====== Data provided ======
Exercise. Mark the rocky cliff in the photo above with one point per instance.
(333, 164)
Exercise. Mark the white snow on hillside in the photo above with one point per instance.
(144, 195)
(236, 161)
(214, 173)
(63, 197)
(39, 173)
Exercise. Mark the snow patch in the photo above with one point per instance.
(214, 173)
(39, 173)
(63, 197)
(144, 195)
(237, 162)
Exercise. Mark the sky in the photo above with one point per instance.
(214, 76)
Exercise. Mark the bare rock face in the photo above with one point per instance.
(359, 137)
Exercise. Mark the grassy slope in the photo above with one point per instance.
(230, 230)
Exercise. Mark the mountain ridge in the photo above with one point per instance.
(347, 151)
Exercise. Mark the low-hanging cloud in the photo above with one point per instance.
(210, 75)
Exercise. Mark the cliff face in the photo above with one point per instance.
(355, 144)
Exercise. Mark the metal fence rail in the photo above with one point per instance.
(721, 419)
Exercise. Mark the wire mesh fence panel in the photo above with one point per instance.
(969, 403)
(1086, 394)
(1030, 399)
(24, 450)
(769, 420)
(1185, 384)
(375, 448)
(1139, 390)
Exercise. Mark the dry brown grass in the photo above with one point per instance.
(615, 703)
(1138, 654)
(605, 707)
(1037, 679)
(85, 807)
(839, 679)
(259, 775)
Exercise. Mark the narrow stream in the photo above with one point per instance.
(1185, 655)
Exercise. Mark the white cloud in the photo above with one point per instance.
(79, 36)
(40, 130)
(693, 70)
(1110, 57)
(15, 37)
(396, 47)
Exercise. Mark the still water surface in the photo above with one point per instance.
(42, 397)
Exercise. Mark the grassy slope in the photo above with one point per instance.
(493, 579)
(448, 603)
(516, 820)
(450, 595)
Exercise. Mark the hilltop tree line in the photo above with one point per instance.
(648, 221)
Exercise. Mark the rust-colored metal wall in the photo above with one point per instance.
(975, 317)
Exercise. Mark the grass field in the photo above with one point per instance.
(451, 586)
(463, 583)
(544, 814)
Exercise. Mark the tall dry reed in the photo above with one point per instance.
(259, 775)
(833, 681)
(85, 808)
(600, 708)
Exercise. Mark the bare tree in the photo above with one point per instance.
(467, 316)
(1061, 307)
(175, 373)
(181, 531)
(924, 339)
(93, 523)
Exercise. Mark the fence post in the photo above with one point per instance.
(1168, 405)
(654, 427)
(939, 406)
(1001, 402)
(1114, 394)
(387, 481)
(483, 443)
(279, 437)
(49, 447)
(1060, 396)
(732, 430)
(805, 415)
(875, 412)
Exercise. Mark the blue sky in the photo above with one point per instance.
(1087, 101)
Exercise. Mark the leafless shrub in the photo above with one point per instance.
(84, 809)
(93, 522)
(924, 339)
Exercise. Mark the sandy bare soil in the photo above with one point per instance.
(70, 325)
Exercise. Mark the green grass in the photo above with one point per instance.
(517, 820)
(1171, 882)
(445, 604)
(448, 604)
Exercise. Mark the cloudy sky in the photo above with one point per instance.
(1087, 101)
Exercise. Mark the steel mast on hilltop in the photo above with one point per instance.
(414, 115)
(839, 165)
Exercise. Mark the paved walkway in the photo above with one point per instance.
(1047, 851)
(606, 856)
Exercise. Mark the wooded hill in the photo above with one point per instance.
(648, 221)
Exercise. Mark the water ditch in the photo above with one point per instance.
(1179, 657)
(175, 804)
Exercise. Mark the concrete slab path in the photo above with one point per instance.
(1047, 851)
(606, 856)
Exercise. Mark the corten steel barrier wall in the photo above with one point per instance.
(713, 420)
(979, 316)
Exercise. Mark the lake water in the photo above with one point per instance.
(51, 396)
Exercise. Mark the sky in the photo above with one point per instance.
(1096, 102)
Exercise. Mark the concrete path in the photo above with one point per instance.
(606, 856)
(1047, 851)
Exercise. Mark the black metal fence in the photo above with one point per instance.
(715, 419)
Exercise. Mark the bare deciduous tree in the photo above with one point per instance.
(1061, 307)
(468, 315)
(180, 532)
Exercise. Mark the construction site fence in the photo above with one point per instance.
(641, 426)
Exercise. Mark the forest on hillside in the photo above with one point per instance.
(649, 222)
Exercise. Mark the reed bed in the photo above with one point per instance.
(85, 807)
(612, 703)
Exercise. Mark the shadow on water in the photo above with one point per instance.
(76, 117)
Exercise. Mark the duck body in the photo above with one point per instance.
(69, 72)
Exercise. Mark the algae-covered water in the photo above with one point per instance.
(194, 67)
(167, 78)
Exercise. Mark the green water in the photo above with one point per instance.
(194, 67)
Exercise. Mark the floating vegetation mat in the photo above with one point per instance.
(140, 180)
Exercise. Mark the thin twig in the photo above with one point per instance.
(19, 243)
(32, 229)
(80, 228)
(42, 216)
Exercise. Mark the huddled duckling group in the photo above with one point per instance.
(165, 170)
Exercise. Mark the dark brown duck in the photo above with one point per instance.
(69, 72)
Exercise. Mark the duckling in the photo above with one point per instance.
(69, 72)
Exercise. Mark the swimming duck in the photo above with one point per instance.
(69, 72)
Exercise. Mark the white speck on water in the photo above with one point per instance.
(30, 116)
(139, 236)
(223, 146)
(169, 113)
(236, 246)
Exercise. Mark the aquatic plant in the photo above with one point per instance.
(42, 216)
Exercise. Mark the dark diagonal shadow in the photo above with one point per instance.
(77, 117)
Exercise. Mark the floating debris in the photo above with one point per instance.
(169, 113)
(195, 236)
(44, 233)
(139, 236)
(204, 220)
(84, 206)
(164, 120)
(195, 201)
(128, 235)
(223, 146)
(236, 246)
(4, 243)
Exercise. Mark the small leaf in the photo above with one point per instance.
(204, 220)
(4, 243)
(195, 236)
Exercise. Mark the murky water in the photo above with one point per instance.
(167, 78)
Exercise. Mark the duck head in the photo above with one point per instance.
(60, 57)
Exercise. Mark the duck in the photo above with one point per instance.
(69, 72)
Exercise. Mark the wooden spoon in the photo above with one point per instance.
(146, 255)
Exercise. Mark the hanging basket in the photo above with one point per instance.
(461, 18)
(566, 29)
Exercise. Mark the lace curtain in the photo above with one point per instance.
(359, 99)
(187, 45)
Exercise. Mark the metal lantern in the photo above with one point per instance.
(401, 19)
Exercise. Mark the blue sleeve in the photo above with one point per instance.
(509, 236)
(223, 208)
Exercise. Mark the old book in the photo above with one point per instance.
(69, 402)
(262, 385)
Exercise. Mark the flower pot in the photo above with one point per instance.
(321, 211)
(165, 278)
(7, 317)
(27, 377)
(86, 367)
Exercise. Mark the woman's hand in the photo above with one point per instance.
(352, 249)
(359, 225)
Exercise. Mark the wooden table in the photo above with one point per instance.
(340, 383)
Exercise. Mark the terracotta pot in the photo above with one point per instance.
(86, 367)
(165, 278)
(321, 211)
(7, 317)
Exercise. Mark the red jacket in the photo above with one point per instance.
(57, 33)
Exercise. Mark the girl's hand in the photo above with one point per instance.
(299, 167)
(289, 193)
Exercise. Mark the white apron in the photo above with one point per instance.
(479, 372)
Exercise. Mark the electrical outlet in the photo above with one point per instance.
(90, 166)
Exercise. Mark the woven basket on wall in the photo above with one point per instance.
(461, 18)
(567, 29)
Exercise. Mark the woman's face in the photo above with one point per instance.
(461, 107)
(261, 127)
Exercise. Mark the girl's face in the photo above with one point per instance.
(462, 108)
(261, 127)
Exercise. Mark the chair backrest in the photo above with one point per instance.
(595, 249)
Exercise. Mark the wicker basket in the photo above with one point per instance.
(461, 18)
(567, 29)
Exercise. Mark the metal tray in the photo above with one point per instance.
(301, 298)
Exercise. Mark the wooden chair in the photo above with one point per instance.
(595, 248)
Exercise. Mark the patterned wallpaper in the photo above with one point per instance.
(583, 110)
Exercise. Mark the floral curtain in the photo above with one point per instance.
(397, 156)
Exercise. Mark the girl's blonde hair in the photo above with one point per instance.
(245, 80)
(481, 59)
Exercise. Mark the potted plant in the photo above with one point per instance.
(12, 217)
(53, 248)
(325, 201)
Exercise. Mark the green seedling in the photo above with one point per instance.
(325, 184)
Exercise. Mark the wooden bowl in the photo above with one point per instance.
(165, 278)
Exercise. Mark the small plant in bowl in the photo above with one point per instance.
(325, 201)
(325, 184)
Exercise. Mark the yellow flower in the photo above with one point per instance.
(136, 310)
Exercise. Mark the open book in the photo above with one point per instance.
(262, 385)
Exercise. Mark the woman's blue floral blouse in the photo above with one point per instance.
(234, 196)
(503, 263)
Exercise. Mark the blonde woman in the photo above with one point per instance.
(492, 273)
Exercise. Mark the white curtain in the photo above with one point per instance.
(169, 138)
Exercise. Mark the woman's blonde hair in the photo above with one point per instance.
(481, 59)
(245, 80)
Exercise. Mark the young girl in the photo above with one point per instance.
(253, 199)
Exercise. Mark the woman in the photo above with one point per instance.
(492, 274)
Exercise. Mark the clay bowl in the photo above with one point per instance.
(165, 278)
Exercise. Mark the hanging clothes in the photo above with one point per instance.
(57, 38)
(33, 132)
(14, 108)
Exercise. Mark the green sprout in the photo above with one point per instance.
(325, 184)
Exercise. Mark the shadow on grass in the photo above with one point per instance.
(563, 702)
======
What you should do —
Rewrite the lines above as a numbered list, from the line containing "Exercise. Mark the girl's face" through the final line, both included. Leave out any blank lines.

Task output —
1. Exercise. Mark the girl's face in the photo above with one point per instance.
2. (462, 108)
3. (261, 127)
4. Exercise. Mark the chair backrest in the photo above with one point per instance.
5. (595, 249)
6. Exercise. Mark the wicker basket in the photo above with one point per instance.
7. (461, 18)
8. (567, 29)
9. Exercise. Mark the metal tray in the photo above with one point per instance.
10. (301, 298)
11. Exercise. Mark the wooden chair in the photo above with one point per instance.
12. (595, 248)
13. Exercise. Mark the patterned wallpaper in the photo above with one point per instance.
14. (583, 110)
15. Exercise. Mark the floral curtain in the photo above with one point per instance.
16. (397, 156)
17. Exercise. Mark the girl's blonde hair in the photo above with one point per instance.
18. (245, 80)
19. (481, 59)
20. Exercise. Mark the potted plant in the photo above with one point per instance.
21. (12, 217)
22. (53, 248)
23. (325, 201)
24. Exercise. Mark the green seedling in the photo above with one point per instance.
25. (325, 184)
26. Exercise. Mark the wooden bowl in the photo above with one point per instance.
27. (165, 278)
28. Exercise. Mark the small plant in bowl in the photo above with one point per instance.
29. (325, 201)
30. (325, 184)
31. Exercise. Mark the yellow flower in the photo above with one point per instance.
32. (136, 310)
33. Exercise. Mark the open book in the photo above with one point per instance.
34. (262, 385)
35. Exercise. Mark the woman's blue floral blouse in the photo above with one point per instance.
36. (234, 196)
37. (503, 263)
38. Exercise. Mark the blonde woman in the photo above with one point per instance.
39. (492, 273)
40. Exercise. Mark the white curtain in the photo above with one point per instance.
41. (169, 138)
42. Exercise. Mark the woman's blonde hair in the photo above with one point per instance.
43. (481, 59)
44. (245, 80)
45. Exercise. Mark the young girl in the photo above with one point per instance.
46. (253, 199)
47. Exercise. Mark the woman in the photo above with one point per instance.
48. (492, 274)
49. Exercise. Mark the clay bowl in the photo above with one point per instance.
50. (165, 278)
51. Exercise. Mark the hanging clothes in the photo above with one point per instance.
52. (57, 38)
53. (33, 132)
54. (14, 108)
55. Exercise. Mark the green sprout in the photo above with one point per instance.
56. (325, 184)
57. Exercise. Mark the shadow on grass in the photo above with one point per instance.
58. (563, 702)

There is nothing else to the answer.